Record extracts below:

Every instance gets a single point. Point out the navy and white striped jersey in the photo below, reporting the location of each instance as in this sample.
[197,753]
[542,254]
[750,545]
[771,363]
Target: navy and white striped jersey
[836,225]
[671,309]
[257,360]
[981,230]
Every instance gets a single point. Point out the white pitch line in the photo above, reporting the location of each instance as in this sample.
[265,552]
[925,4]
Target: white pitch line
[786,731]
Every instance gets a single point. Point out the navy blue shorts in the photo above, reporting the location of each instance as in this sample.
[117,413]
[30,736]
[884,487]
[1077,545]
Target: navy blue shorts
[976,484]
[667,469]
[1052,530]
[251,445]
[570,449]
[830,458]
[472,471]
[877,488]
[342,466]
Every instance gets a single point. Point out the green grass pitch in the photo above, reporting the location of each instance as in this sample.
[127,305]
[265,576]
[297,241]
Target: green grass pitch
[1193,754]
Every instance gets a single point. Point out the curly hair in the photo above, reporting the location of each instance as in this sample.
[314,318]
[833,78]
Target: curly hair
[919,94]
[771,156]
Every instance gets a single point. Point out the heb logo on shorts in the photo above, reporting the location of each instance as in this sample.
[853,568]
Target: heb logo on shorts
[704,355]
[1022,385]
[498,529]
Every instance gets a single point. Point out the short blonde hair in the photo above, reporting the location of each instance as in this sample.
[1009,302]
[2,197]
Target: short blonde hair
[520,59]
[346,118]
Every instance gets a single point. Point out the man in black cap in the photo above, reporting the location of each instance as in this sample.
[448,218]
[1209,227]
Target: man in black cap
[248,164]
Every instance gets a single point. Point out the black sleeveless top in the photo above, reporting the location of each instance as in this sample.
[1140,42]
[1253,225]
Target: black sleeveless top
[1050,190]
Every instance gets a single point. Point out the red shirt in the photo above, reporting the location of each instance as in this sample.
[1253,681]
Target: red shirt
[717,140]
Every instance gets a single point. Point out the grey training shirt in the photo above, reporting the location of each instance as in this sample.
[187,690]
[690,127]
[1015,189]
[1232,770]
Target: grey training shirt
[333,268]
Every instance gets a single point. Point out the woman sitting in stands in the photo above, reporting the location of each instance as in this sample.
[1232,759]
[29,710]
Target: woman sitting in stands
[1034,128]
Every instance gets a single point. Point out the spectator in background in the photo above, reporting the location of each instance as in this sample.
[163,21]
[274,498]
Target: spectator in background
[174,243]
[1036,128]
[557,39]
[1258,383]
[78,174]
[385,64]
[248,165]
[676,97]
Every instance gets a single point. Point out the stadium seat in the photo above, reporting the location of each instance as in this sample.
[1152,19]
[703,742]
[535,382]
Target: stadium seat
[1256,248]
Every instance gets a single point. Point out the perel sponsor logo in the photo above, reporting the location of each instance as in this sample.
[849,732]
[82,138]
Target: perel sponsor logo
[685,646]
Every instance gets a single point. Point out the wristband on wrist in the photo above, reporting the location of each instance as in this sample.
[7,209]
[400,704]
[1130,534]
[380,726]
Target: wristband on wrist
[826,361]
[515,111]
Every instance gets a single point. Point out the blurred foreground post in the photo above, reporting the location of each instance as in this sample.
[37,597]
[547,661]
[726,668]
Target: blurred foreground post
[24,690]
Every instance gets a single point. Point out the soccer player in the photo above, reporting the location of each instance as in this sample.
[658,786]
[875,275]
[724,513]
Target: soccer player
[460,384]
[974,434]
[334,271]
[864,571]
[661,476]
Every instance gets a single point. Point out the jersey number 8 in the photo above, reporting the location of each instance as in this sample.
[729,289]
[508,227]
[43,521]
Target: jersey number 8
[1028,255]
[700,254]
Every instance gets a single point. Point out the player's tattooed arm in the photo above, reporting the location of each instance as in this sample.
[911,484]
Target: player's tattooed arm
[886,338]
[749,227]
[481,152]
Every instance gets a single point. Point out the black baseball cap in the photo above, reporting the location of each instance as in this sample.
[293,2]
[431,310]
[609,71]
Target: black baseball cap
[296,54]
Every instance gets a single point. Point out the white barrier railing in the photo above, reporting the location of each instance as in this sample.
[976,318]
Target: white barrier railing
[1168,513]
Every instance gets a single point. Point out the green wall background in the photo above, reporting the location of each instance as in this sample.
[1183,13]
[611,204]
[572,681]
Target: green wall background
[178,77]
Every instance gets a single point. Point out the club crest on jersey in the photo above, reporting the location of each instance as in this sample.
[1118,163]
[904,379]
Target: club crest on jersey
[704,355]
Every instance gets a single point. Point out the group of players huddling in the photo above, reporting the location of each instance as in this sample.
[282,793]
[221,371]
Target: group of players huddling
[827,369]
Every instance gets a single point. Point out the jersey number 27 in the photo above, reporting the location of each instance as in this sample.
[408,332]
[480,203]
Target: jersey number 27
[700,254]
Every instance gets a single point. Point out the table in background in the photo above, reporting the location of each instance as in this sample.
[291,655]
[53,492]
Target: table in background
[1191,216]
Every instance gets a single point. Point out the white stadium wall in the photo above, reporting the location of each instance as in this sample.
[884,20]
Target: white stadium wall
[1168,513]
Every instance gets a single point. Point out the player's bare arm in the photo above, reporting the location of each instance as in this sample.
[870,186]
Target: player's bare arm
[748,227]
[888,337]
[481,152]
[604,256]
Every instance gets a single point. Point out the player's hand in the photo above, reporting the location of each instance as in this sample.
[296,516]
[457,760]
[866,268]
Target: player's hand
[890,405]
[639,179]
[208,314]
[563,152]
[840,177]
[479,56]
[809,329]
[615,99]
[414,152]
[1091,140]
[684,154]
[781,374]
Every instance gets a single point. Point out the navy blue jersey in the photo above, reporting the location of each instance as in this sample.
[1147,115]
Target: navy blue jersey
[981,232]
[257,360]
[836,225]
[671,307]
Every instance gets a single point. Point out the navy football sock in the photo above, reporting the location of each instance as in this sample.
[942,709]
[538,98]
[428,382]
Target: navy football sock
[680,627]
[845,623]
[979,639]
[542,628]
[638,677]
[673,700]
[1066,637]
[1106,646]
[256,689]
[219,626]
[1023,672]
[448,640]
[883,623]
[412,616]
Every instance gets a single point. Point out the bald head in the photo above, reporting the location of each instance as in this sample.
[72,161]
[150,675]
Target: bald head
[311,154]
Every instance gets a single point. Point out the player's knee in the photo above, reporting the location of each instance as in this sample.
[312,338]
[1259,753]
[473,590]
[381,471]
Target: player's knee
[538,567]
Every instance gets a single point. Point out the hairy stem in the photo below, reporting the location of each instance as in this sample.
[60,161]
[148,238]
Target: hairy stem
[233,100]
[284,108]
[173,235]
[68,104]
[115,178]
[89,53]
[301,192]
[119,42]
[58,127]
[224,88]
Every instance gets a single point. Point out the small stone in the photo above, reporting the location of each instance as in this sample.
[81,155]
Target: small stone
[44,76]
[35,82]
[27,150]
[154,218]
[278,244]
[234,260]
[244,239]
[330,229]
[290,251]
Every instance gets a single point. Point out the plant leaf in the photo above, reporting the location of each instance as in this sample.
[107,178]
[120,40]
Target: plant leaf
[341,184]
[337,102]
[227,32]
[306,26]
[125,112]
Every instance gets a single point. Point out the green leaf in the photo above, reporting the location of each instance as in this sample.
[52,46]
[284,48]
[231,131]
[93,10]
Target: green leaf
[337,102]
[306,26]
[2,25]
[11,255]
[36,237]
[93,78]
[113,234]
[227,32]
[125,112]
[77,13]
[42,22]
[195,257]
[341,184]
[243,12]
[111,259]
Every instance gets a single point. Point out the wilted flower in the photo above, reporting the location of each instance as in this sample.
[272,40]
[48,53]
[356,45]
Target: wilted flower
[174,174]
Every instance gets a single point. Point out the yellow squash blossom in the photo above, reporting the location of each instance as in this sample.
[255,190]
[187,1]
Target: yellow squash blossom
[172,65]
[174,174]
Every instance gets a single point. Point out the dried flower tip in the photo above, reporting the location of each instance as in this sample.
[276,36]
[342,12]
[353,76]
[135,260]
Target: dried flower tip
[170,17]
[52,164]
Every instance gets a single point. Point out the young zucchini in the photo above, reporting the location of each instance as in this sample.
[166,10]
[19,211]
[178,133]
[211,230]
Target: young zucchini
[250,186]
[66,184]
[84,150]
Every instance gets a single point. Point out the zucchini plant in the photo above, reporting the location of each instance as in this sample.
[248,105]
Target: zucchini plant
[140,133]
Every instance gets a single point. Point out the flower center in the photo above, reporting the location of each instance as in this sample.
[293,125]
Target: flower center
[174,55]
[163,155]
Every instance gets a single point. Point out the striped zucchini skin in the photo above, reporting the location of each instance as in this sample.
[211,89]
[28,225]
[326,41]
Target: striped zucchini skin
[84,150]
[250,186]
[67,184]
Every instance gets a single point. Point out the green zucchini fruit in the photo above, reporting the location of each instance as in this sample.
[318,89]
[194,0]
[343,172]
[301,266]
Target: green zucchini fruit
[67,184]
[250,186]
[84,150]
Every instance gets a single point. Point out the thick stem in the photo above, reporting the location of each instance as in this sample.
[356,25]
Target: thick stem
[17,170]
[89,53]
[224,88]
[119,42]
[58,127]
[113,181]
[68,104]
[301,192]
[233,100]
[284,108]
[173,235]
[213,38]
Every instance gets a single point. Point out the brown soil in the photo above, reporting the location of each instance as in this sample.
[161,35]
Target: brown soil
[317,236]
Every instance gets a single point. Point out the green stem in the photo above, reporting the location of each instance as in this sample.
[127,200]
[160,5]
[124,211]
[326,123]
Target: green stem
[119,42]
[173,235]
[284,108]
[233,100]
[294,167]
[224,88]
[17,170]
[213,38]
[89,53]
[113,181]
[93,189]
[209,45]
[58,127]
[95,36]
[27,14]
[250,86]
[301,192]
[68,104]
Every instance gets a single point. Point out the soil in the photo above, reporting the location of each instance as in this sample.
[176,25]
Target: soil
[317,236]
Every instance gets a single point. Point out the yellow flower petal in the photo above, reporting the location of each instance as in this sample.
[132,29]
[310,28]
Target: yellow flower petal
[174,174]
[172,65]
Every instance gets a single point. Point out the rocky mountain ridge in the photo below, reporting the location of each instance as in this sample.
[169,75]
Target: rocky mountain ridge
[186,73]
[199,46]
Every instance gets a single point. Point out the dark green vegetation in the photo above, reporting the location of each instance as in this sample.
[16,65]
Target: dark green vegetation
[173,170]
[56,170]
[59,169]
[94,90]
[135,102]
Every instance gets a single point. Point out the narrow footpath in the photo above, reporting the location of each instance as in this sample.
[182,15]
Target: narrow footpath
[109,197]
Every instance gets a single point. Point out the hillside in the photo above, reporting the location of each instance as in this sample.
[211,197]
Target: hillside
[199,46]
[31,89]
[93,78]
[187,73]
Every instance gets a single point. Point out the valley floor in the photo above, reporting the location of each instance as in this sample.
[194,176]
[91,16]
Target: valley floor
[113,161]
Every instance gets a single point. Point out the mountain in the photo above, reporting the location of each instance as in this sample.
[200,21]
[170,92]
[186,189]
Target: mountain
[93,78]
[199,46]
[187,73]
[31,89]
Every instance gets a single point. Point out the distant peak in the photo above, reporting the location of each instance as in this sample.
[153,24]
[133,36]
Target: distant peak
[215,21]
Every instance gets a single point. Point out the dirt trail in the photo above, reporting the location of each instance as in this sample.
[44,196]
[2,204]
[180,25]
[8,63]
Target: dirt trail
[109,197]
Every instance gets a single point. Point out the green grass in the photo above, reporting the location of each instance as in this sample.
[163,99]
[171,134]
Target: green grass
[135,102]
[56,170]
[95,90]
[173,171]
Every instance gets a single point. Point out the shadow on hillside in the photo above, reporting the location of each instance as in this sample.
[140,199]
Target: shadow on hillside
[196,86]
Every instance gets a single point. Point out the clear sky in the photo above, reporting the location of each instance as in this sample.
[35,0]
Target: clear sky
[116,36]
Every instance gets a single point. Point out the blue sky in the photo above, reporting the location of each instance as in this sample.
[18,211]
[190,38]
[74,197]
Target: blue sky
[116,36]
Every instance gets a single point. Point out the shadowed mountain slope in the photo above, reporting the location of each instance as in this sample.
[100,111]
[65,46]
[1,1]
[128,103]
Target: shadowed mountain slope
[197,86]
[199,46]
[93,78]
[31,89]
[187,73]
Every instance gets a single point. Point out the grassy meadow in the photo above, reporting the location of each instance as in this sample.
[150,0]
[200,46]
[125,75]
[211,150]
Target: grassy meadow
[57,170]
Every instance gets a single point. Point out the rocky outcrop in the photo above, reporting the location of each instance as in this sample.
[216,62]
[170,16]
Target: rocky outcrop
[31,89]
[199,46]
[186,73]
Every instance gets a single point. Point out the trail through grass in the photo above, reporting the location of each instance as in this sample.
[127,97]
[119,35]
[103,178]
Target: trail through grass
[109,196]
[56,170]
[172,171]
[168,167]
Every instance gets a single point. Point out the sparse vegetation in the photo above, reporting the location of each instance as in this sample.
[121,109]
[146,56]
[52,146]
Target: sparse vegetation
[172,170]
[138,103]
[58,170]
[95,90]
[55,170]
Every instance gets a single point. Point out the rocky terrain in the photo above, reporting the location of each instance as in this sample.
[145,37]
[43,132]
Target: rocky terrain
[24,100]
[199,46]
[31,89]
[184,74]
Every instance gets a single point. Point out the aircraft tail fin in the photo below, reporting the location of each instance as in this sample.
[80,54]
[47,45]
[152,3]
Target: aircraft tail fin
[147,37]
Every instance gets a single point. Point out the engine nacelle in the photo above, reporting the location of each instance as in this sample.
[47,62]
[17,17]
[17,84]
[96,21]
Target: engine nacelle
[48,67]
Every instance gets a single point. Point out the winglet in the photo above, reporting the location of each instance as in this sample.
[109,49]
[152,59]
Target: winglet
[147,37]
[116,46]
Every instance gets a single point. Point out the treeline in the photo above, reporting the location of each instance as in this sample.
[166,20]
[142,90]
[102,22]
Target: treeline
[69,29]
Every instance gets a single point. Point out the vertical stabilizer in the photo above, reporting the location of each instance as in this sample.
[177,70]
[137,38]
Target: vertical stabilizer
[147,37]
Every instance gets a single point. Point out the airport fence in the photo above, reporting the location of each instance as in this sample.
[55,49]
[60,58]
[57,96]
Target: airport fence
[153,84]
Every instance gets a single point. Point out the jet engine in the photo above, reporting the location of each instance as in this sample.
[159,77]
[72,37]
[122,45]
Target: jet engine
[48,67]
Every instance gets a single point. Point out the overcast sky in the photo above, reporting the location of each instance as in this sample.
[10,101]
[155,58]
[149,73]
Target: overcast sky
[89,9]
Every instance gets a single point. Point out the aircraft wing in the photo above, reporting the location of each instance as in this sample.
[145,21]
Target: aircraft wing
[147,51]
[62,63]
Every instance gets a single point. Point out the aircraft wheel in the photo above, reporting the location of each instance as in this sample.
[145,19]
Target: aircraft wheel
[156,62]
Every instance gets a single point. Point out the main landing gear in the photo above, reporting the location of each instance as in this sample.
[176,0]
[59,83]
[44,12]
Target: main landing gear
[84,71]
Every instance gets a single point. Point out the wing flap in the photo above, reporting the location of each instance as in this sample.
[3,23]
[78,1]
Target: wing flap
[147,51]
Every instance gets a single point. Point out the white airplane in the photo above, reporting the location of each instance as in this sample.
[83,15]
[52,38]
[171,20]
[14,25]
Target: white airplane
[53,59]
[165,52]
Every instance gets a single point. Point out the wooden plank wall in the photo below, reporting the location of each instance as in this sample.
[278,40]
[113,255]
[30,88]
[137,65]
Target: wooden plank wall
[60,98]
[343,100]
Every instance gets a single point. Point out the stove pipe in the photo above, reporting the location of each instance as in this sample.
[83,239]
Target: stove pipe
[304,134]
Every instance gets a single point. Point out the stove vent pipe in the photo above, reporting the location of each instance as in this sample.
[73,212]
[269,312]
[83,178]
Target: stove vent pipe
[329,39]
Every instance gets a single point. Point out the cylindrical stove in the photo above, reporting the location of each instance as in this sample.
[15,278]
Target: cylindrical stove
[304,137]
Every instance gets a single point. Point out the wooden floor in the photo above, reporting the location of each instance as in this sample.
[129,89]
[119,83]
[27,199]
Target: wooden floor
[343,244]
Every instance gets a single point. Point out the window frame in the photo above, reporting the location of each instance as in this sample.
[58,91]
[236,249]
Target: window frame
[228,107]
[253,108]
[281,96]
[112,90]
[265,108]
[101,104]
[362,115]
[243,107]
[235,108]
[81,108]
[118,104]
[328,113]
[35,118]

End of Record extracts.

• Task details: From the data above, output exactly the lines between the one containing "Every instance gets a single point. Point out the player's knee" and the one containing "Every instance gets a single point. Point out the zucchini", counting both of them.

• Problem solution:
Every instance gets a single point. Point out the player's knee in the photo above, reporting the location of each instance as in this sample.
[312,338]
[1259,753]
[473,590]
[381,471]
Target: player's knee
[538,567]
Every instance gets a single point. Point out the hairy stem in the photo below, reporting the location of each instance as in this sample.
[60,161]
[148,238]
Target: hairy stem
[233,100]
[284,108]
[173,235]
[68,104]
[115,178]
[89,53]
[301,192]
[119,42]
[58,127]
[224,88]
Every instance gets a single point. Point out the small stone in the photo above, reporting the location of each instance as in this sample.
[81,155]
Target: small stone
[44,76]
[35,82]
[27,150]
[154,218]
[278,244]
[234,260]
[244,239]
[330,229]
[290,251]
Every instance gets a single point. Point out the plant leaf in the photo above, reporting the location of each instance as in this sample.
[107,178]
[120,40]
Target: plant leaf
[341,184]
[337,102]
[227,32]
[306,26]
[125,112]
Every instance gets a single point. Point out the green leaf in the photo above, reporting the location of each instance as in this sample.
[52,46]
[284,48]
[231,131]
[93,10]
Target: green leaf
[337,102]
[306,26]
[2,25]
[11,255]
[36,237]
[93,78]
[113,234]
[227,32]
[125,112]
[77,13]
[42,22]
[195,257]
[341,184]
[243,12]
[111,259]
Every instance gets a single point. Point out the wilted flower in the photo above, reporting the location of each instance as in this sample.
[272,40]
[48,53]
[356,45]
Target: wilted flower
[174,174]
Every instance gets a single point. Point out the yellow squash blossom in the photo above, reporting the location of each instance as in this sample.
[255,190]
[187,1]
Target: yellow squash blossom
[172,65]
[174,174]
Every instance gets a single point. Point out the dried flower tip in the photo above, reporting the location of each instance as in this sample.
[276,36]
[342,12]
[353,76]
[135,260]
Target: dried flower tip
[170,17]
[52,164]
Every instance gets a single point. Point out the young zucchini in the photo above, reporting the location of each instance as in this sample.
[166,10]
[19,211]
[178,133]
[211,230]
Target: young zucchini
[250,186]
[66,184]
[84,150]
Every instance gets a single point. Point out the zucchini plant in the photo above, reporting the location of each instance as in this sample.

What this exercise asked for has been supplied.